Objective
Copy the items from the very beginning through the line that contains "91 37 L 90 37", inclusive, swapping "mask" for "outline" and leaving everything else the same. Give only those lines.

Data for this task

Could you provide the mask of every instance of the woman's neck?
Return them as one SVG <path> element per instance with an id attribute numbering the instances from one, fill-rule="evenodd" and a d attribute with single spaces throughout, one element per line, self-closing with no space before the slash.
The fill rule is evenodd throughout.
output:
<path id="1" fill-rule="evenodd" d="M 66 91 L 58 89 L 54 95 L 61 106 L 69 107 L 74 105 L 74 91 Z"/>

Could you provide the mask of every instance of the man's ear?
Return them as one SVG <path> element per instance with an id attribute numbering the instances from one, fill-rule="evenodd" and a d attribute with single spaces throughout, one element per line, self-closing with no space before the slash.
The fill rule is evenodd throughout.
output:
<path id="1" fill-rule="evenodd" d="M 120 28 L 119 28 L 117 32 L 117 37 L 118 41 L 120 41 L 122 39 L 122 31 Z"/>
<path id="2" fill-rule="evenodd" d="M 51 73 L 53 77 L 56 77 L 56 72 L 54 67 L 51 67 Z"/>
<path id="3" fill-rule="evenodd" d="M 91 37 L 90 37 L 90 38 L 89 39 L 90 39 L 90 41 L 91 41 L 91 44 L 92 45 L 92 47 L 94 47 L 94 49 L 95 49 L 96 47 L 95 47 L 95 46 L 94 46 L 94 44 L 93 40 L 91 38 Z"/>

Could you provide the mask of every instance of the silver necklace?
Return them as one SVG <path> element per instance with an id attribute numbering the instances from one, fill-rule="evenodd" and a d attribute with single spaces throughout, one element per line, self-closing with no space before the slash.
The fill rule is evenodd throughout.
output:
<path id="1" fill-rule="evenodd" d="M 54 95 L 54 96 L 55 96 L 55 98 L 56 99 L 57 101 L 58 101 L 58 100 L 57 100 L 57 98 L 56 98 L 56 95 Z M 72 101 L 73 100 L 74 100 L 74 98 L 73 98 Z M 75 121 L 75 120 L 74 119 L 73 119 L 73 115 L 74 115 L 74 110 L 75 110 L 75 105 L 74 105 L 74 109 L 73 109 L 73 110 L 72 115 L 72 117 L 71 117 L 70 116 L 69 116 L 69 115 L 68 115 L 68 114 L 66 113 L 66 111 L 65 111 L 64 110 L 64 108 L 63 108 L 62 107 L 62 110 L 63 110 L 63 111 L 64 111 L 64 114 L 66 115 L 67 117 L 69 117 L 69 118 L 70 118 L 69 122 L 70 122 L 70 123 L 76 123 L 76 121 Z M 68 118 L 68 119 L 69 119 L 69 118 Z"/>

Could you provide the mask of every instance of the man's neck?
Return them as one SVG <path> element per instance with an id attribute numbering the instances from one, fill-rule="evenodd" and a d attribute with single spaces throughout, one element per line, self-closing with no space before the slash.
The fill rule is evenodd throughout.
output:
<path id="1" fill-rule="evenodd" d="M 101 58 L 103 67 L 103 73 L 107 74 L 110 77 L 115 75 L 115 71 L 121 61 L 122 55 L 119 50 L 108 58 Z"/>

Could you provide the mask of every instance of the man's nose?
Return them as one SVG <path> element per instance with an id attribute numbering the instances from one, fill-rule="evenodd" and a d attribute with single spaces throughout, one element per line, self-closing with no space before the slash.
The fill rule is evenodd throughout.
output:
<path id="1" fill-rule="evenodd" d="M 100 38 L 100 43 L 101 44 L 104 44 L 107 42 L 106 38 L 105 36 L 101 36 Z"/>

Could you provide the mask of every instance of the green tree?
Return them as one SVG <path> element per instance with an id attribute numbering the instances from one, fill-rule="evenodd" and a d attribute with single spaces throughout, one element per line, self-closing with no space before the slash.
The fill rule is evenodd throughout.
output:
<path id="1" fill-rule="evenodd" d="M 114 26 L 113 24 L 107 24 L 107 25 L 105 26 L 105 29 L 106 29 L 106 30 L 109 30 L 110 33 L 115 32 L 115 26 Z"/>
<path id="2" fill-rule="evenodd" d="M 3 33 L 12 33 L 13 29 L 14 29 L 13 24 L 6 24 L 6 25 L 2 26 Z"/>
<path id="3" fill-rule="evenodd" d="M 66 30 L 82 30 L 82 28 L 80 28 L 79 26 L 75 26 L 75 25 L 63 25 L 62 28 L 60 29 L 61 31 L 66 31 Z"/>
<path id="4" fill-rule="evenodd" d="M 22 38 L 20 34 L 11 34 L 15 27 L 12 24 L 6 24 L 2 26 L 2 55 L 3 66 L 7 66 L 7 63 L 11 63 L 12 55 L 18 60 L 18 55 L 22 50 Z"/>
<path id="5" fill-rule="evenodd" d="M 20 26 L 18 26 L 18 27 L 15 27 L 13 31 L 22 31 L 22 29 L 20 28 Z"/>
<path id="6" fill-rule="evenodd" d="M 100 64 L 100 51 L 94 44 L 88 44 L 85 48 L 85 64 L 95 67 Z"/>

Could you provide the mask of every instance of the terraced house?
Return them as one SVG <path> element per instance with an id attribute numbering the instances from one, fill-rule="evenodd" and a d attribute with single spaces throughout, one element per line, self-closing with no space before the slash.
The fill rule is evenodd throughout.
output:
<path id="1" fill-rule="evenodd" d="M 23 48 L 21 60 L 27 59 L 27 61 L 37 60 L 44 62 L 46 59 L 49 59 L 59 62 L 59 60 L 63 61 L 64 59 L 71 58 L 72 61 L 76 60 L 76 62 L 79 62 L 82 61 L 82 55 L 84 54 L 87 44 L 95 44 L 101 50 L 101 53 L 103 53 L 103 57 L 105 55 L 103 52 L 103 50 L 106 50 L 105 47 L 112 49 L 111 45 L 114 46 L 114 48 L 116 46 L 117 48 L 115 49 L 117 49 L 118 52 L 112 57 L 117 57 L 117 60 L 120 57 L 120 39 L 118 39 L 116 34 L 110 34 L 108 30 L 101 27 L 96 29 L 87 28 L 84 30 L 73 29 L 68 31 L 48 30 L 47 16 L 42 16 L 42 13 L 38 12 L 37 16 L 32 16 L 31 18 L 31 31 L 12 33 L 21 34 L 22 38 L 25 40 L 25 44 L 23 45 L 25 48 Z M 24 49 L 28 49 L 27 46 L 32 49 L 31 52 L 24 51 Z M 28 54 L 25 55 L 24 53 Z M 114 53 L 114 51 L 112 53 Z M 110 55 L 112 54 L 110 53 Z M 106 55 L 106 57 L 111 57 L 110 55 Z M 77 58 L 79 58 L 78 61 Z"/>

Task output
Could you provide the outline of every instance of the woman's neck?
Return them as one SVG <path> element per instance with an id attribute numbering the instances from one, fill-rule="evenodd" and a d attribute with single spaces throughout, one element per line, self-closing with no space before the slash.
The fill rule is evenodd throughout.
output:
<path id="1" fill-rule="evenodd" d="M 66 91 L 58 89 L 54 95 L 61 106 L 69 107 L 74 105 L 74 91 Z"/>

Could you provide the outline of every instance of the man's ear?
Return them as one SVG <path> element per instance with an id attribute numbering the instances from one, fill-rule="evenodd" and a d attribute with single spaces throughout, one element per line, self-closing with no space before the slash.
The fill rule is evenodd throughout.
output:
<path id="1" fill-rule="evenodd" d="M 120 28 L 119 28 L 117 32 L 117 37 L 118 41 L 120 41 L 122 39 L 122 31 Z"/>
<path id="2" fill-rule="evenodd" d="M 51 73 L 53 77 L 56 77 L 56 72 L 54 67 L 51 67 Z"/>
<path id="3" fill-rule="evenodd" d="M 91 37 L 90 37 L 90 38 L 89 39 L 90 39 L 90 41 L 91 41 L 91 44 L 92 45 L 92 47 L 94 47 L 94 49 L 95 49 L 96 47 L 95 47 L 95 46 L 94 46 L 94 44 L 93 40 L 91 38 Z"/>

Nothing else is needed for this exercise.